WHAT TO WORK ON:
1. According to the passage on the Durango hotel-casino project, how much did Red Rock plan to sell its Palms resort for?
2. Extend the passage on the Durango hotel-casino project, picking up after its final sentence.

PROVIDED PASSAGE:
Station announced revised details regarding the project in July 2008. A first phase of construction would include a 201-room hotel tower, a casino, restaurants, a movie theater, and 190000 sqft of retail space, which would be developed and operated by a joint partner. The retail complex would be similar to The District at Green Valley Ranch. A second phase would eventually add 525 rooms. The number of rooms was scaled back from what was previously planned, and a proposed bowling alley and bingo room were removed as well.

Construction was scheduled to begin in 2009, with an opening in 2011. However, the start of construction was contingent on the state of the economy, as the Great Recession was underway at the time. By November 2008, economic conditions had worsened, prompting Station to delay the project indefinitely. Station filed for bankruptcy in 2009, but it kept the Durango site with plans to eventually develop the project.

===Project revival and opening===
In 2019, Station's parent company, Red Rock Resorts, noted the Durango site's visibility and access from the Las Vegas Beltway. The property was also five miles away from the nearest major casino, and was located in an area that the company considered to be largely underserved. By the end of 2020, the company was working on plans for a hotel-casino project on the site. Red Rock expected the Durango property to become its primary development project.

On May 4, 2021, Red Rock confirmed that it would begin construction on the project in early 2022, noting that it would be built in the fastest-growing area of the Las Vegas Valley. The company also announced that it would sell its Palms resort for $650 million. The sale would help finance the Durango project, which was initially expected to cost $750 million. During construction, the cost would increase to $780 million, primarily due to an expansion of the casino floor. The rising cost of construction materials and labor also contributed to the budget increase.

DATA FOR REVIEW:

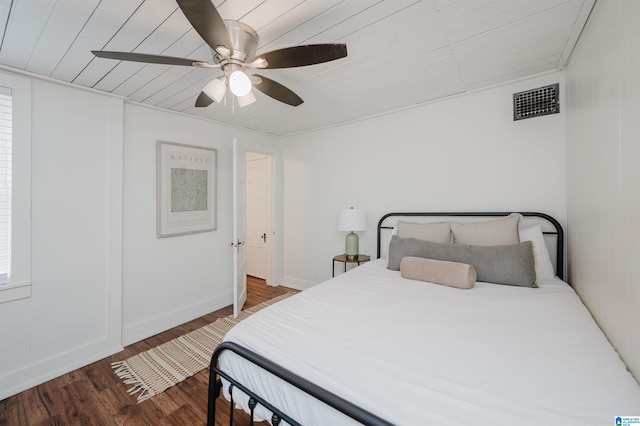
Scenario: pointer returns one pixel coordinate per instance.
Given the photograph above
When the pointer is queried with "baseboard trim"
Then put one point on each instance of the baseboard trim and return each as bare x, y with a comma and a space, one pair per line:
43, 371
297, 283
141, 330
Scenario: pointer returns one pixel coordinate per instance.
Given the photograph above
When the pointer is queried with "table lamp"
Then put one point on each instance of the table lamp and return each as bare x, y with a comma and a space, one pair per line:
351, 220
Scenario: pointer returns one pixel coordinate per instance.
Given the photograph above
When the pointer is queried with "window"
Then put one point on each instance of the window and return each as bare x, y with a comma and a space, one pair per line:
5, 183
15, 187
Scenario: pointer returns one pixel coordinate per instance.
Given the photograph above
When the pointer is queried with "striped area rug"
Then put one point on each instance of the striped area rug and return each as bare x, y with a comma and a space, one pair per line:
157, 369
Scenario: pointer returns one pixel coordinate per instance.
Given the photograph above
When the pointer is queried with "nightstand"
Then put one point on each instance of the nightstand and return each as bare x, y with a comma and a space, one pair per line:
361, 258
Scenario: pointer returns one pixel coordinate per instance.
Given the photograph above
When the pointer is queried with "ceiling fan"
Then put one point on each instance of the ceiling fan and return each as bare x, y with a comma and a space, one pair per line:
233, 45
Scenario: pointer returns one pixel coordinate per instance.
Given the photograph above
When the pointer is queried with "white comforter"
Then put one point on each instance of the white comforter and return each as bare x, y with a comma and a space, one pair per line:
417, 353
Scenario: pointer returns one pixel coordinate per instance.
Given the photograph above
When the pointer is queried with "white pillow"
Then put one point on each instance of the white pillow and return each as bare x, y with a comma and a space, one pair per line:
544, 267
496, 232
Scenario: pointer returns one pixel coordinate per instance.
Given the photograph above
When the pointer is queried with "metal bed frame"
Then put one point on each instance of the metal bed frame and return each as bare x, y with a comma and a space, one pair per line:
349, 409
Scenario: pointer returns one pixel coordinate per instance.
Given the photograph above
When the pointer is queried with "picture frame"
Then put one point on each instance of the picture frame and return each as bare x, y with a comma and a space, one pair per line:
186, 189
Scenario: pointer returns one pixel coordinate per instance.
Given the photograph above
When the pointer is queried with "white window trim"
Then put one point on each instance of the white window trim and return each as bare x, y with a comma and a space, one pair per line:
19, 286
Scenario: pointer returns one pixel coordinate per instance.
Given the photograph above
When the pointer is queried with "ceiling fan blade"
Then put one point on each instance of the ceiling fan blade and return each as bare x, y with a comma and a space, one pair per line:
203, 100
277, 91
299, 56
207, 22
143, 57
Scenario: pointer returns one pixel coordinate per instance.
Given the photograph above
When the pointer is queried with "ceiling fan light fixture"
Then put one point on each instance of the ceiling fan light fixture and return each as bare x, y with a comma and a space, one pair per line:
239, 83
215, 89
247, 99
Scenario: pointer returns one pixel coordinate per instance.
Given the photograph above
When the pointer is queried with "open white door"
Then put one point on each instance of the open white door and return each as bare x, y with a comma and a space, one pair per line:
258, 205
239, 231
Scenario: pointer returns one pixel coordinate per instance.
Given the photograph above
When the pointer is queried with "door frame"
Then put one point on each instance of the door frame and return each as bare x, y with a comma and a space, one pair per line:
274, 277
269, 202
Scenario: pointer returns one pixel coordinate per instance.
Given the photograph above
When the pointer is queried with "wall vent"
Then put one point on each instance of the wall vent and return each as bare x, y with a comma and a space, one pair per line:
536, 102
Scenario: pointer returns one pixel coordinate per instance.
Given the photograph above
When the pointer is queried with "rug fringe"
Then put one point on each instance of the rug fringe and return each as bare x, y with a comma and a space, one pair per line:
153, 371
129, 377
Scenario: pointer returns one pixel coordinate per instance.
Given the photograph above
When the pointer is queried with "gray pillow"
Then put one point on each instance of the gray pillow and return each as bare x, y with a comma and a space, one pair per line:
508, 264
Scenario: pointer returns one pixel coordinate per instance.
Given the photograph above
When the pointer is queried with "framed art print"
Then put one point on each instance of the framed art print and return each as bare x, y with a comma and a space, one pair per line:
186, 189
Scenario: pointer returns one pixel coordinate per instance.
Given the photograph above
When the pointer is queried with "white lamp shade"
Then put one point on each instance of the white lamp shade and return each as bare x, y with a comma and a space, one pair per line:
239, 83
352, 220
215, 89
247, 99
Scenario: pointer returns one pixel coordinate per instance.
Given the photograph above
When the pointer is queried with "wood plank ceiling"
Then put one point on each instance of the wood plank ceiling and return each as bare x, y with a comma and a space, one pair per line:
400, 52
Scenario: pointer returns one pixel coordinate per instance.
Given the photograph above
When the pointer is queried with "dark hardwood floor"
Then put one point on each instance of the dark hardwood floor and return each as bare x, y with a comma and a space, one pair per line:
93, 395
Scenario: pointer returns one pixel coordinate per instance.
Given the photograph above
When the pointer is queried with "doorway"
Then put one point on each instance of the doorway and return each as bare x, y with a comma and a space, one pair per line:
259, 230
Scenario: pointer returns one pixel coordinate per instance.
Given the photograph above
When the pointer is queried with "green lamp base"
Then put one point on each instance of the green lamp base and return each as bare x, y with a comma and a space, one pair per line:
351, 245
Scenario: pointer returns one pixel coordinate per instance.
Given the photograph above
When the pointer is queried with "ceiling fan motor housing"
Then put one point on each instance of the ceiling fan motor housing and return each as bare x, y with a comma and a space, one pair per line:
244, 39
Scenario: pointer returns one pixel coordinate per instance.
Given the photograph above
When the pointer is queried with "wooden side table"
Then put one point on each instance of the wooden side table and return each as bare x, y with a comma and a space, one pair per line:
361, 258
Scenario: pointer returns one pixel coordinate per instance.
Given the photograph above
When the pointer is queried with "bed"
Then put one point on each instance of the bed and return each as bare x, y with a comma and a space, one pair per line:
373, 347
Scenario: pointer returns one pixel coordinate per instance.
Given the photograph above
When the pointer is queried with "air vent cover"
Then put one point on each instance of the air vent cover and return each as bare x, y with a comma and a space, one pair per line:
536, 102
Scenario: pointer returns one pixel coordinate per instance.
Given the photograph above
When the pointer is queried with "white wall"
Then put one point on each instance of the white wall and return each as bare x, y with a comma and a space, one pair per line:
100, 277
172, 280
73, 315
462, 153
603, 97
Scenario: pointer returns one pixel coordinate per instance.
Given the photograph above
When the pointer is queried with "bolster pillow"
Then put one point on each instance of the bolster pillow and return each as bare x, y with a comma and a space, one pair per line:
510, 264
452, 274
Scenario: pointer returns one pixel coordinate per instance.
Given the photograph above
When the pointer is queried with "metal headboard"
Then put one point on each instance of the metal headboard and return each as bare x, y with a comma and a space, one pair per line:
557, 228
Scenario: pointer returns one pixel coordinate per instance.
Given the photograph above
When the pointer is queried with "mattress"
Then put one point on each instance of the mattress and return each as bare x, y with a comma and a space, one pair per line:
413, 353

RESULTS BY TASK:
1. $650 million.

2.
Durango was approved by the county in October 2021. Red Rock Resorts and Station Casinos hosted a ceremonial groundbreaking event on March 11, 2022, following preparation work on the land. Durango was built on 50 acres along the east side of the property, while the remainder was sold to a residential developer, which is expected to use the land for apartments. W.A. Richardson Builder LLC was the project's general contractor. The 15-story hotel tower was topped off on October 7, 2022.

Durango opened on December 5, 2023, two weeks later than originally scheduled; some areas of the resort were not ready in time to allow for proper staff training, prompting the delay. In Las Vegas, Durango marks the first Station hotel-casino to be built since the 2008 opening of Aliante Station. It is also the first in a new line of Station properties planned for Las Vegas as part of the company's renewed expansion efforts.

==Features==
Durango was designed by Friedmutter Group. The design was inspired by desert landscapes like the Red Rock Resort, and Durango will target a similar demographic. In a departure from most casinos, Durango includes windows that allow for natural light on the gaming floor, which measures 83178 sqft. The casino includes a 10000 sqft sportsbook, which has indoor and outdoor areas, and is accompanied by an adjacent sports lounge.

Durango includes the Eat Your Heart Out food hall, featuring 11 eateries. The resort also has four standalone restaurants, including a Mexican eatery. Lettuce Entertain You Enterprises operates Summer House, a California-themed restaurant. The company had operated in Las Vegas for 24 years, although Summer House marks its first off-Strip restaurant. Additional features include 20000 sqft of convention space, an event lawn, and 40 electric vehicle charging stations.

The hotel has 209 rooms, including 29 suites, in a 216-foot tower. A $116 million expansion began in January 2025, and is expected to conclude about a year later. The project, taking place on the property's south side, will add additional casino space and a second parking garage. Unlike other Station properties, Durango does not include a bowling alley or movie theater. Plans to add such facilities were announced as part of a second expansion project, which will also add additional gaming and dining space, all on the property's north side. The $385 million expansion is expected to last 18 months, with construction beginning in January 2026.